Set problem a:
Can you reproduce the compressed-air passage word for word, beginning at the words "- This is a" and stopping after "temperature is the same."?

High-pressure compressed air is a very paradoxical substance. It is often imagined as a reservoir of potential energy. Actually, absolutely all (excluding effects of non-ideal behavior) of the energy added to air by the compression process is rejected as heat if the temperature of the air is held constant. When the air is permitted to expand, it cools and produces much less work than was used to compress it. However, if the temperature of the air is held constant while the air expands, the heat energy which was rejected during compression is re-absorbed and used to produce the same amount of work as went into the compression.
That applies if the two temperatures are equal. If the expansion temperature is higher, the heat added to raise the gas temperature is stored in the gas as kinetic energy. When the gas is then allowed to expand while being held at the higher temperature, the gas will do more work than was done in compressing it. The gas (together with the apparatus containing it) obtained the additional energy required to do this work by gathering heat from the surroundings, and concentrating it into force applied in a single direction.
- This is a more precise statement of the next paragraph: entropy increases on expansion into a vacuum. The energy content is the same. Continuing to expand further with no input of heat (adiabatic process), the gas can do the same amount of work regardless of the starting pressure if the ending temperature is the same.

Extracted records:

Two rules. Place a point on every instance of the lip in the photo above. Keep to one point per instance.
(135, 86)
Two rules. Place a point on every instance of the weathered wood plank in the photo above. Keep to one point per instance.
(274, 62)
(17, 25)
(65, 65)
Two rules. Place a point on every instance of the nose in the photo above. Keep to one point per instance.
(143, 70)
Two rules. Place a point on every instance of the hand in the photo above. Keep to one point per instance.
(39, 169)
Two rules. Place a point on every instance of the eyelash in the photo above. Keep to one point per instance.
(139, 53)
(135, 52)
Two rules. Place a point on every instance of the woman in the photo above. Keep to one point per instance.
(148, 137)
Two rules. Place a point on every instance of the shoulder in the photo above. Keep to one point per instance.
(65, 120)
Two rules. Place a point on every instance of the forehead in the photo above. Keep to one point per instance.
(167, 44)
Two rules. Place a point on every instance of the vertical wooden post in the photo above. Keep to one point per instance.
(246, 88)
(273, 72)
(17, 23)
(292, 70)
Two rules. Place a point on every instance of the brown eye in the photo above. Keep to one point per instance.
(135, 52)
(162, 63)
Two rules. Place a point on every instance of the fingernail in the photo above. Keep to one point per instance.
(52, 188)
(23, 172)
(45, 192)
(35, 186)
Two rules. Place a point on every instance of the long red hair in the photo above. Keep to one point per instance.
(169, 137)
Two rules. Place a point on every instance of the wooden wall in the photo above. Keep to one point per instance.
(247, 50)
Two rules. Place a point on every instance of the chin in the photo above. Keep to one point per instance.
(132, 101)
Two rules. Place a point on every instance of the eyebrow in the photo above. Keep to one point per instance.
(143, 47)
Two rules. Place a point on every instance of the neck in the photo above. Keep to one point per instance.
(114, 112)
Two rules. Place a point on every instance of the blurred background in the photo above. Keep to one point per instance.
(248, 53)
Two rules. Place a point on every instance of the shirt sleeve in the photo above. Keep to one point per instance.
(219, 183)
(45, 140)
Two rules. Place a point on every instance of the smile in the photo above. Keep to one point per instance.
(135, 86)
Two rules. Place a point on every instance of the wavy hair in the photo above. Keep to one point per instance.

Set problem b:
Could you format the rows as a JSON list of strings, one string per line with blank lines left out, beginning at the row line that has "Two rules. Place a point on every instance of the blurred" and stopping after the final row line? Include those two lines and only the lines between them.

Written solution a:
- This is a more precise statement of the next paragraph: entropy increases on expansion into a vacuum. The energy content is the same. Continuing to expand further with no input of heat (adiabatic process), the gas can do the same amount of work regardless of the starting pressure if the ending temperature is the same.

Written solution b:
[
  "Two rules. Place a point on every instance of the blurred background in the photo above. Keep to one point per instance.",
  "(248, 53)",
  "Two rules. Place a point on every instance of the shirt sleeve in the photo above. Keep to one point per instance.",
  "(219, 183)",
  "(45, 140)",
  "Two rules. Place a point on every instance of the smile in the photo above. Keep to one point per instance.",
  "(135, 86)",
  "Two rules. Place a point on every instance of the wavy hair in the photo above. Keep to one point per instance."
]